Het vierde gesprek tussen de economen Rob de Brouwer en Ad Broere gaat opnieuw over aanvullende pensioenen. Na het vorige optreden voor Café Weltschmerz zijn vijf maanden verstreken.
Het pensioenakkoord dat in juni 2019 werd bereikt was in die periode de markantste gebeurtenis. Ook het advies van de Commissie Parameters (Commissie Dijsselbloem), eveneens in juni 2019, trok de aandacht. De kritiek op zowel het pensioenakkoord als het rapport over de parameters barstte vrijwel onmiddellijk los en bereikte een hoogtepunt in september. De pensioenfondsen hadden weliswaar een heel goed resultaat bereikt in de eerste acht maanden van 2019, maar kortingen dreigden. Dit was het gevolg van voortgaande daling van de rente, waardoor de rekenrente tot 0,3% zakte.
De rekenrente is het percentage waarmee de pensioenfondsen hun toekomstige verplichtingen tot over een lengte van zestig jaar contant moeten maken. Voorbeeld: Als je over 10 jaar € 1.000 uitgekeerd wil hebben en de rente is 5%, dan moet je nu € 614 storten. Als de rente 0,3% is dan moet je echter nu € 970 storten, dus op € 30 na het hele bedrag dat je over 10 jaar uitgekeerd wil hebben. Het lijkt misschien overbodig om dit nog een keer te vermelden, maar onze premier gaf in de Algemene Beschouwingen in september te kennen dat hij het principe van contante waarde niet heeft begrepen. Rutte verklaarde namelijk doodleuk dat de verplichtingen van de pensioenfondsen verdrievoudigd waren.
Door de heel lage rekenrente moeten de pensioenfondsen echter ook heel veel in kas hebben om aan alle verplichtingen tot over een periode van zestig jaar te kunnen voldoen. Dat bedrag hebben ze nu niet. Daarom is er volgens de heer Knot van De Nederlandsche Bank sprake van een onderdekking, of anders gezegd: de dekkingsgraad is tot ver beneden de 100% gezakt bij de meeste fondsen. Dus moet er volgens de heer Knot worden gekort. Niemand begrijpt hier meer iets van. Ook de pensioenfondsbestuurders niet.
--
◆ Wat je doet
A – Schrijf de alinea in de tekst over aanvullende pensioenen die begint met "De rekenrente is het percentage" korter op. Laat de belangrijkste feiten staan.
B – Klopt elke bewering met de tekst over aanvullende pensioenen? Antwoord met ja of nee en citeer de woorden uit de tekst die de doorslag geven.
(i) Het pensioenakkoord werd in juni 2019 bereikt.
(ii) De pensioenfondsen hadden in de eerste acht maanden van 2019 een slecht resultaat.
(iii) Volgens de heer Knot moet er worden gekort.
C – Pak de draad van de tekst over aanvullende pensioenen weer op en schrijf verder na de laatste zin.
--
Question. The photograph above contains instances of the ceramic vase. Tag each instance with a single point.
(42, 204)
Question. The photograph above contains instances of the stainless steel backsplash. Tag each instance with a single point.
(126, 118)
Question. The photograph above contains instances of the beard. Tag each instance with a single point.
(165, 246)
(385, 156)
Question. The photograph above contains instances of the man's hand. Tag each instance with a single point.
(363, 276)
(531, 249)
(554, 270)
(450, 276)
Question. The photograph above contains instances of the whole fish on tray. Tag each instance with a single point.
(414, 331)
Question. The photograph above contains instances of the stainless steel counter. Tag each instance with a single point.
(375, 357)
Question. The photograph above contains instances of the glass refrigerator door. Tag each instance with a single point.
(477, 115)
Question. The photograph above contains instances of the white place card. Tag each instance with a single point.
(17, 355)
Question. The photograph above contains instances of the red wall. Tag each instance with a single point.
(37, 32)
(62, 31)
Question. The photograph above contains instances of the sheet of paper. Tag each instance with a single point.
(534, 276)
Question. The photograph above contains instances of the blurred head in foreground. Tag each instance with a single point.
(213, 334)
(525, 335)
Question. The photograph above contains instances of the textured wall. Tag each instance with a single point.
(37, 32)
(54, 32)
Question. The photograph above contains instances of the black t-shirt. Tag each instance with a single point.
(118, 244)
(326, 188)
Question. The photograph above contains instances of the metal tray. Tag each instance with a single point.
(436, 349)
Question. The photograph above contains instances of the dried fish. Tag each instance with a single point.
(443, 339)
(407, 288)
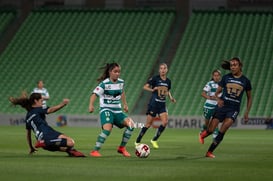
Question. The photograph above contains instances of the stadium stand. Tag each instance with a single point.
(66, 48)
(212, 36)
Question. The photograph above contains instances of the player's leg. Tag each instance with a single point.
(129, 127)
(224, 127)
(107, 125)
(149, 122)
(69, 148)
(212, 125)
(160, 129)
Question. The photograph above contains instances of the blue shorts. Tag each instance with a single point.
(225, 112)
(156, 110)
(49, 135)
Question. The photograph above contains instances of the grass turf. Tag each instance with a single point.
(243, 155)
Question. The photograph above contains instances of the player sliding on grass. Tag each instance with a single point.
(47, 138)
(111, 93)
(232, 87)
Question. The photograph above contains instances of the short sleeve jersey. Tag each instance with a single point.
(159, 96)
(43, 92)
(210, 88)
(233, 89)
(35, 120)
(110, 94)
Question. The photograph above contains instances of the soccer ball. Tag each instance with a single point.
(142, 150)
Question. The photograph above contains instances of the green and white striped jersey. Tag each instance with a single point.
(110, 95)
(210, 88)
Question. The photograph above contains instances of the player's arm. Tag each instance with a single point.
(92, 100)
(248, 105)
(124, 102)
(46, 96)
(220, 102)
(171, 97)
(147, 87)
(29, 141)
(205, 95)
(58, 107)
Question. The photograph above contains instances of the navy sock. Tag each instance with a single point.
(141, 134)
(159, 131)
(216, 142)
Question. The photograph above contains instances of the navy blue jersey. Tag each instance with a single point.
(233, 89)
(159, 96)
(36, 121)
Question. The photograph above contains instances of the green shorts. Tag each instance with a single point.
(208, 113)
(116, 119)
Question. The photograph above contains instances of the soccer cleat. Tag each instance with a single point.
(201, 139)
(40, 144)
(123, 151)
(75, 153)
(155, 145)
(95, 153)
(210, 154)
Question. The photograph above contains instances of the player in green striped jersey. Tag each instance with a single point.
(111, 93)
(209, 94)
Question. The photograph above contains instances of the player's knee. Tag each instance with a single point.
(130, 124)
(219, 137)
(70, 142)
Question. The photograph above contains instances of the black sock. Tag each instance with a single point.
(217, 141)
(141, 134)
(159, 131)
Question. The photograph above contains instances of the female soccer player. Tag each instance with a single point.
(111, 93)
(232, 87)
(47, 138)
(209, 94)
(43, 91)
(160, 87)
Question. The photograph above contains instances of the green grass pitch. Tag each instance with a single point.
(243, 155)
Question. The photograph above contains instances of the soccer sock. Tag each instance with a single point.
(126, 136)
(216, 142)
(101, 139)
(141, 134)
(204, 127)
(60, 142)
(205, 134)
(159, 132)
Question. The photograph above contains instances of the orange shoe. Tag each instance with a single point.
(210, 154)
(75, 153)
(122, 150)
(95, 153)
(40, 144)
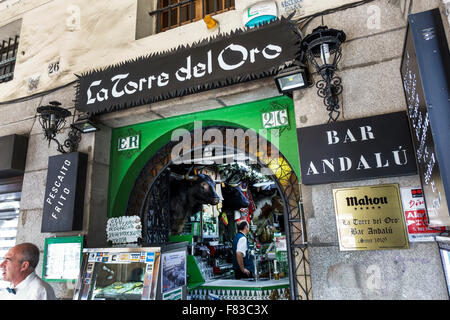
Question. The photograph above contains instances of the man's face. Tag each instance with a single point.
(11, 265)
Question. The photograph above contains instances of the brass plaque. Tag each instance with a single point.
(370, 218)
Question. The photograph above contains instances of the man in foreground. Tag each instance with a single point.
(18, 268)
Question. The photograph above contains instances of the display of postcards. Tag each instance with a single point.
(121, 288)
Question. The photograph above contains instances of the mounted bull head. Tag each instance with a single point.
(187, 195)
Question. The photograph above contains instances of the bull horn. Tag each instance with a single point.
(190, 178)
(233, 185)
(177, 176)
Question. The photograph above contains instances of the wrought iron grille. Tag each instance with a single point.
(287, 182)
(8, 52)
(174, 13)
(156, 211)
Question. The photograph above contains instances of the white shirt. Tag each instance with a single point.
(31, 288)
(241, 246)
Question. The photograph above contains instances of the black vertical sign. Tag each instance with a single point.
(425, 74)
(64, 193)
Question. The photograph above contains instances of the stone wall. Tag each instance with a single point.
(370, 72)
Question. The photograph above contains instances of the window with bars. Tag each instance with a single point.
(174, 13)
(8, 53)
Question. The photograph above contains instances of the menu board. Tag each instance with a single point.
(62, 258)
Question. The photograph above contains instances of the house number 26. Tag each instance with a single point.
(273, 119)
(53, 67)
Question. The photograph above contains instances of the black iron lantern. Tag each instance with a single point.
(52, 119)
(323, 50)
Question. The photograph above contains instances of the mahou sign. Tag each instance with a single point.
(372, 147)
(238, 57)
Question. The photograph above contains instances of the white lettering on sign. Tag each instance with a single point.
(57, 196)
(128, 143)
(121, 84)
(127, 229)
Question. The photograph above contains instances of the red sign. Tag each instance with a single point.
(415, 215)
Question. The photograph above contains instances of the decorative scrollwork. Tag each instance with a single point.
(330, 90)
(71, 143)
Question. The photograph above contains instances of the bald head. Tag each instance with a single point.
(28, 252)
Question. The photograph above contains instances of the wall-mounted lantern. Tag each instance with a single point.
(53, 118)
(323, 50)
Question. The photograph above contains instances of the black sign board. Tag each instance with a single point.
(64, 193)
(378, 146)
(241, 56)
(425, 72)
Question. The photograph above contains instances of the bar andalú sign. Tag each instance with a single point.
(378, 146)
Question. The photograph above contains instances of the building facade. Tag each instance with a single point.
(62, 40)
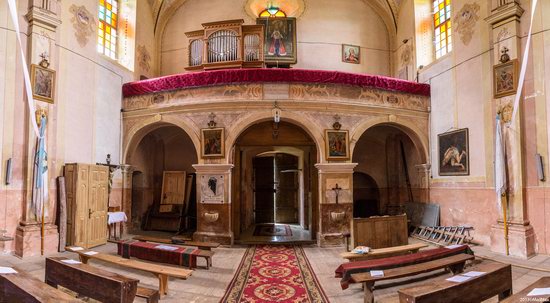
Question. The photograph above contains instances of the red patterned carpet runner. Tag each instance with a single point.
(274, 273)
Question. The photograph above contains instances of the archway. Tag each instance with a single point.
(163, 179)
(274, 182)
(389, 156)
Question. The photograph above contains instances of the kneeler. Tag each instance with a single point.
(345, 270)
(182, 256)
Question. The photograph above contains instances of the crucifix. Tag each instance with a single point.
(337, 191)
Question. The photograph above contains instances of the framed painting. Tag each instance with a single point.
(212, 143)
(43, 83)
(280, 40)
(505, 78)
(351, 53)
(454, 159)
(337, 144)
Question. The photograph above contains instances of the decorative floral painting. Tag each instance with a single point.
(454, 157)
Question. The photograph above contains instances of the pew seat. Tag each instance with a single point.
(497, 281)
(454, 263)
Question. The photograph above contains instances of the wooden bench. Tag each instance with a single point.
(206, 254)
(180, 241)
(379, 253)
(162, 272)
(522, 295)
(497, 281)
(115, 287)
(454, 263)
(22, 287)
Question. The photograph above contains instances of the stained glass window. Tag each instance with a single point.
(442, 26)
(107, 31)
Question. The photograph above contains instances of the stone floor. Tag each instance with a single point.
(209, 285)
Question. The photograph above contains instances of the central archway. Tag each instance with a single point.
(274, 181)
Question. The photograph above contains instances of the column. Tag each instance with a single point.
(43, 21)
(505, 21)
(335, 202)
(214, 203)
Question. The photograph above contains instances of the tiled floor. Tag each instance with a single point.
(209, 285)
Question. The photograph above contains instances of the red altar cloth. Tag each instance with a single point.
(345, 270)
(270, 75)
(182, 256)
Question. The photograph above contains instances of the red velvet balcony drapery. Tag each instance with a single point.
(270, 75)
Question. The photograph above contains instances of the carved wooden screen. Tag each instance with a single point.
(222, 46)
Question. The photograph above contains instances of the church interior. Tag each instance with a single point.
(274, 151)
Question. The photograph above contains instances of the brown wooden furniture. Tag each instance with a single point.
(521, 296)
(379, 232)
(162, 272)
(87, 194)
(496, 282)
(22, 287)
(86, 280)
(199, 245)
(226, 44)
(454, 263)
(379, 253)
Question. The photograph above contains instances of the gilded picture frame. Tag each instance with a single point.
(213, 142)
(43, 83)
(454, 153)
(337, 144)
(351, 54)
(505, 79)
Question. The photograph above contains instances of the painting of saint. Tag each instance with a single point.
(453, 153)
(43, 83)
(280, 39)
(351, 54)
(337, 144)
(212, 142)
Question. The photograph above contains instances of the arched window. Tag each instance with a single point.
(442, 27)
(108, 28)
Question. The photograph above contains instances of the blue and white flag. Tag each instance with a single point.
(40, 186)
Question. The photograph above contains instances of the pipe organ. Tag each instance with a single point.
(226, 44)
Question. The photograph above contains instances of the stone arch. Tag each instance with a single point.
(417, 136)
(310, 127)
(142, 128)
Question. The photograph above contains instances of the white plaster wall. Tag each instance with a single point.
(321, 30)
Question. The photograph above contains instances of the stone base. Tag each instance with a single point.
(28, 240)
(521, 240)
(225, 239)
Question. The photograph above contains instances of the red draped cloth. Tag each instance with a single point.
(182, 256)
(270, 75)
(345, 270)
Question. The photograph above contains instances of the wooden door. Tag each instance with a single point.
(173, 187)
(264, 189)
(287, 188)
(97, 206)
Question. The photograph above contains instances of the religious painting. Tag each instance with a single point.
(337, 144)
(454, 157)
(351, 53)
(505, 80)
(280, 40)
(212, 189)
(43, 83)
(212, 142)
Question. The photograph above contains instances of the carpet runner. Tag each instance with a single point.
--
◆ Antwoorden per opdracht
A – De rekenrente is het percentage waarmee pensioenfondsen hun verplichtingen tot zestig jaar vooruit contant moeten maken. Wie over 10 jaar € 1.000 wil krijgen, moet bij 5% rente nu € 614 storten. Bij 0,3% rente is dat € 970. In de Algemene Beschouwingen in september liet premier Rutte merken dat hij het principe van contante waarde niet begrijpt. Hij zei namelijk dat de verplichtingen van de pensioenfondsen verdrievoudigd waren.

B –
(i) Ja: "Het pensioenakkoord dat in juni 2019 werd bereikt"
(ii) Nee: "De pensioenfondsen hadden weliswaar een heel goed resultaat bereikt in de eerste acht maanden van 2019"
(iii) Ja: "Dus moet er volgens de heer Knot worden gekort."

C –
De Brouwer en Broere hebben het advies van de Commissie Parameters erbij genomen, omdat dit een advies inhield met betrekking tot de rekenrente. De extreme voorzichtigheid waarmee de commissie te werk is gegaan werd gerespecteerd, hoewel daarin aannames zitten die grenzen aan het absurde. Zeker gelet op de behaalde rendementen in de afgelopen veertig jaar. Maar goed, om het beleid van De Nederlandsche Bank te logenstraffen, hielden zij zich aan het advies en kwamen uit op een rekenrente van 1,3%. Ook al lijkt het misschien dat De Brouwer en Broere hiermee de heer Knot in de kaart spelen, is de werkelijkheid toch anders. Toepassing van 1,3% betekent dat alle fondsen een dekkingsgraad hebben van meer dan 100%. Weg dreigende kortingen dus. Er is echter meer, want als het advies van de heren wordt opgevolgd dan komen al heel snel indexaties binnen het bereik.
Het gesprek gaat over nuchtere feiten. Over kasstromen naar de fondsen toe door premies en van de fondsen af door uitkeringen aan pensioengerechtigden. In het afgelopen jaar 2018 werd er € 34 miljard uitgekeerd door alle fondsen en € 33 miljard ontvangen. Daardoor bleef de gigantische belegde reserve van de fondsen in stand en groeide deze door in 2019 tot € 1,5 biljoen per 1 september. Er zullen een aantal jaren komen dat er minder premie wordt ontvangen dan dat er pensioen wordt uitgekeerd. Volgens verwachting gedurende twintig jaar en oplopend tot een ‘gat’ van hoogstens € 15 miljard. Daarna loopt het ‘gat’ snel terug en wordt er weer meer premie ontvangen dan uitgekeerd. De realiteit is dat van die € 1,5 biljoen hooguit € 300 miljard wordt gebruikt om de tekorten aan te vullen. En dan is het ook nog zo, dat de belegde reserve blijft door renderen. Redenerend vanuit de kasstromen wordt het probleem dus in feite gereduceerd tot een non issue.
Kijkt en luistert u zelf naar hoe De Brouwer en Broere een gezonde dosis nuchterheid plaatsen tegenover de hysterie rond de pensioenen. De duur van het gesprek is 53 minuten.